_Tekst do przeczytania:_
Kadr z filmu "Młyn i krzyż", reż. Lech Majewski
Akcja filmu obejmuje jeden dzień z życia Pietera Bruegla. Na ekranie widzimy Flandrię w roku 1563. Artysta zbiera szkice do planowanego obrazu: obserwuje życie codzienne swoich sąsiadów i przypadkowych ludzi przechodzących przez jego okolicę, pochyla się nad pajęczyną, bada jej misterną konstrukcję. Przyszły obraz zostanie zbudowany na planie właśnie pajęczyny, w jego środku znajdzie się człowiek ciągnący swój krzyż, zmierzający na egzekucję - jak zwykle u Bruegla ten najistotniejszy element obrazu zostaje ukryty wśród innych zapisanych na płótnie zdarzeń.

_Zapisane pozycje:_
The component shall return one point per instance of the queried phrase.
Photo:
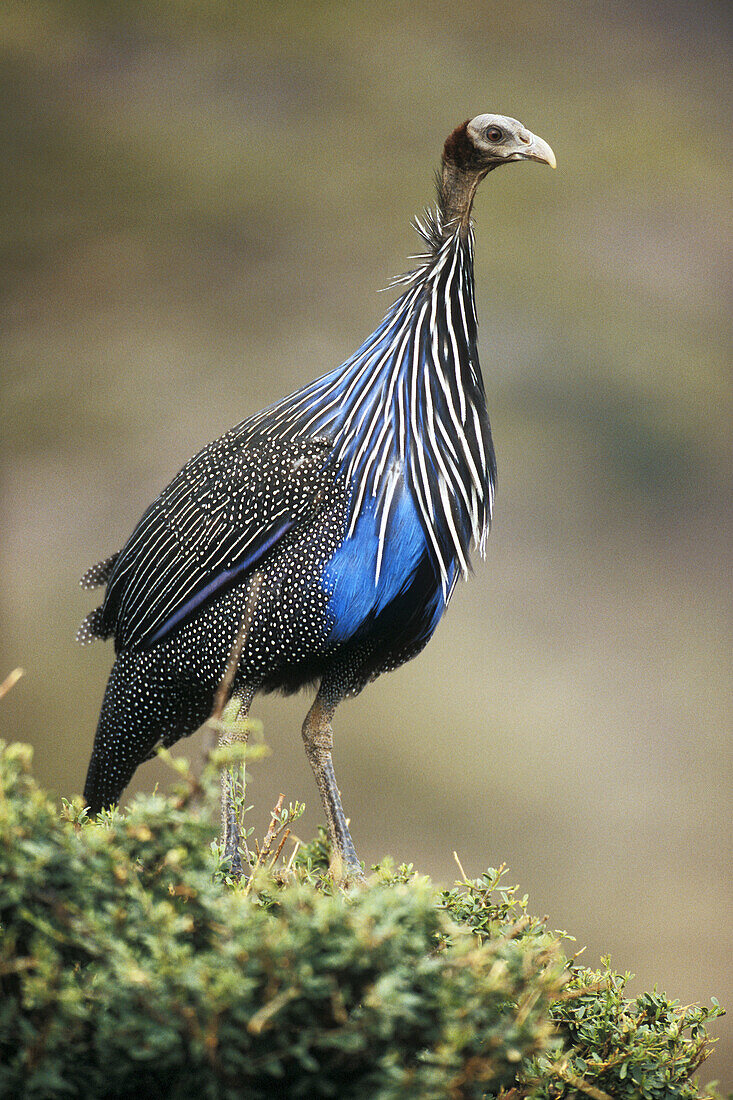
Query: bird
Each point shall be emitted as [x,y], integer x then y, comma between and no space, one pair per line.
[351,507]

_Zadania do wykonania:_
[a] W tekście o filmie „Młyn i krzyż” przeredaguj krócej akapit zaczynający się od słów „Akcja filmu obejmuje”, zachowując jego najważniejsze fakty.
[b] Gdzie i w którym roku toczy się akcja filmu według tekstu o „Młynie i krzyżu”?
[c] Kontynuuj tekst o filmie „Młyn i krzyż” od miejsca, w którym się kończy.
Wpisy nie mają tu żadnego znaczenia.

_Oczekiwane odpowiedzi:_
[a] Film pokazuje jeden dzień z życia Pietera Bruegla we Flandrii w 1563 roku. Artysta zbiera szkice do planowanego obrazu, obserwując sąsiadów, przechodniów i budowę pajęczyny. Obraz powstanie na planie pajęczyny. W jego środku znajdzie się człowiek niosący krzyż na egzekucję, ukryty wśród innych zdarzeń.

[b] We Flandrii w roku 1563.

[c]
"Nie czuję się filmowcem sensu stricto" - twierdzi Lech Majewski, jeden z najbardziej znanych w świecie polskich artystów. Poeta i malarz, twórca instalacji i wideo-arts, a także inscenizator oper wystawia swoje prace w galeriach całego świata. Film w jego życiu artystycznym zajmuje wszak miejsce szczególne. Jak sam przyznaje w wywiadzie dla portalu Culture.pl (zobacz...), został filmowcem, by malować. Istotnie, jego filmy są niezwykle malarskie - to głęboko przemyślane kompozycje plastyczne, świadomie sięgające do korzeni sztuki, która fascynuje Majewskiego. Tak było w czarno-białym "Wojaczku" (1999) - filmie badającym fenomen Rafała Wojaczka, poety, "kaskadera polskiej literatury", który odebrał sobie życie w 1972 roku, nie mając nawet 30 lat. Albo w niezwykłym "Angelusie" (2001), którego tematyka krąży wokół malarza Teofila Ociepki i prowadzonej przez niego gminy okultystycznej w śląskim Janowie. "Młyn i krzyż" jest kontynuacją tych artystycznych eksperymentów.
"Młyn i krzyż" to tytuł eseju Michaela F. Gibsona - amerykańskiego historyka sztuki i krytyka - poświęconego obrazowi "Droga krzyżowa" Pietera Bruegla Starszego. Gibson zachwycił się "Angelusem" Majewskiego, opublikował entuzjastyczną recenzję na łamach "International Herald Tribune" i przy okazji spotkania z reżyserem zaproponował mu - jako twórcy obdarzonemu brueglowskim sposobem widzenia świata - realizację filmu o obrazie Bruegla.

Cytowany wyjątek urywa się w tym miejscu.